**** QUOTED PASSAGE

# Need Roofing codes for Florida



## okroofing (Mar 23, 2011)

Hey Im about to start a re-roof on an apartment complex in orlando and Ive heard the codes have changed and I cant find anything on the new codes can any one help me out. Ill be doing shingles and flat roofs.


----------



## Roofmaster417 (Mar 23, 2011)

okroofing said:


> Hey Im about to start a re-roof on an apartment complex in orlando and Ive heard the codes have changed and I cant find anything on the new codes can any one help me out. Ill be doing shingles and flat roofs.



You accepted a job in the most strictest state concerning building codes without knowing them?

Orlanda has the 2 stage inspection.1st) Dry in, 2nd final.I studied the international building codes for roof structures and assemblies.I also studied the florida 2004 revised as well.

Are you licensed for the state of Florida? It is a felony to contract without a license anywhere in the state.

Are you familiar with the permit processes according to orange county?

I have the info you need.I will post some links tommorow for you.

********
**** SUPPLIED MATERIAL

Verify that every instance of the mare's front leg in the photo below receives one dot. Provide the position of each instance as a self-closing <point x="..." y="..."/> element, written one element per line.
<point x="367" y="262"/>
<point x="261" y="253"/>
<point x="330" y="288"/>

********

#### [TO-DO LIST]
(a) Return the roofing codes thread's text from "## Roofmaster417 (Mar" to "revised as well.", copied word for word.
(b) Answer these questions from the roofing codes thread:
(i) What kind of building is the first poster about to re-roof?
(ii) What are the two stages of inspection that the reply says Orlando has?
(iii) According to the reply, what is a felony anywhere in Florida?
(c) In one to three sentences, explain why the first poster in the roofing codes thread is asking for help.

#### [ANSWERS BY TASK]
(a)
## Roofmaster417 (Mar 23, 2011)

okroofing said:


> Hey Im about to start a re-roof on an apartment complex in orlando and Ive heard the codes have changed and I cant find anything on the new codes can any one help me out. Ill be doing shingles and flat roofs.



You accepted a job in the most strictest state concerning building codes without knowing them?

Orlanda has the 2 stage inspection.1st) Dry in, 2nd final.I studied the international building codes for roof structures and assemblies.I also studied the florida 2004 revised as well.

(b)
(i) An apartment complex in Orlando.
(ii) Dry in first, then final.
(iii) Contracting without a license.

(c) The first poster is about to start a re-roof on an apartment complex in Orlando, with shingles and flat roofs. They have heard that the codes have changed, but they can't find anything on the new codes.